* **TASK PROMPT**: Search the material for the word "tortilla" and copy each line that holds it.

* **RECORDS FOR PROCESSING**:

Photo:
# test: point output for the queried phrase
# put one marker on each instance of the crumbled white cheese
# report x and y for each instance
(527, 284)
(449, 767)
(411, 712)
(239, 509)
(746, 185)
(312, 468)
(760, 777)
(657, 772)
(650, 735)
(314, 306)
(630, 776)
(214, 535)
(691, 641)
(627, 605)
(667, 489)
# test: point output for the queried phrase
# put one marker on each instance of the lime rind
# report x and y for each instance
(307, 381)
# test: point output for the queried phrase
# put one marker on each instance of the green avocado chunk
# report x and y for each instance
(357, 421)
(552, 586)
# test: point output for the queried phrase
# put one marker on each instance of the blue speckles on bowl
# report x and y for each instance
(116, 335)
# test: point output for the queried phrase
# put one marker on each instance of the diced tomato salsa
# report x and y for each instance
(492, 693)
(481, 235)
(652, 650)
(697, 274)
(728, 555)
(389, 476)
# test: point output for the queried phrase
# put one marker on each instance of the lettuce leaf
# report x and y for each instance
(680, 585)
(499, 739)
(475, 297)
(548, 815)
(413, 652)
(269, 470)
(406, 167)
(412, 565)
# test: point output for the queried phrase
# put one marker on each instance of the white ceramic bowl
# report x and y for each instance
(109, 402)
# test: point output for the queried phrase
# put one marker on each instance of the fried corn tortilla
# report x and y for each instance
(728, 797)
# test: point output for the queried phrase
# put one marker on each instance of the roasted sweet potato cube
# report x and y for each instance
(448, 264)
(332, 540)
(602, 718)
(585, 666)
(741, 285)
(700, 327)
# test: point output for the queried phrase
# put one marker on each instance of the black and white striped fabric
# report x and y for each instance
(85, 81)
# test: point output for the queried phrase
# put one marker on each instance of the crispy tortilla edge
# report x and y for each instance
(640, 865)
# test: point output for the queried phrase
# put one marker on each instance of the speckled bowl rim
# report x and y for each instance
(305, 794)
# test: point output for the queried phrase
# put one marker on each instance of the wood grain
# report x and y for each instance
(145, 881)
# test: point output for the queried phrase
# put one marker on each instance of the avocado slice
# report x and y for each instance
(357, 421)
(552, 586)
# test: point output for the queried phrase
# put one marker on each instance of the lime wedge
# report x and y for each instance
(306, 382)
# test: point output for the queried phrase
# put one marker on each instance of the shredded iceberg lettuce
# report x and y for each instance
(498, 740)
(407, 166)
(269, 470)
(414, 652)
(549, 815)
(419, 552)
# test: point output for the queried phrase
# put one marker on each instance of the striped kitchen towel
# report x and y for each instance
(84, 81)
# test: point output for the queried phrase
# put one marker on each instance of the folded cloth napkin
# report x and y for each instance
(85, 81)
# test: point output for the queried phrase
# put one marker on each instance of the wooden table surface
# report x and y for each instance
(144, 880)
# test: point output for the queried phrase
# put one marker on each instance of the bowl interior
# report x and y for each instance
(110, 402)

* **RESPONSE TO THIS TASK**:
# put one marker on each instance of the fried corn tortilla
# put one marker on each instance of the crispy tortilla edge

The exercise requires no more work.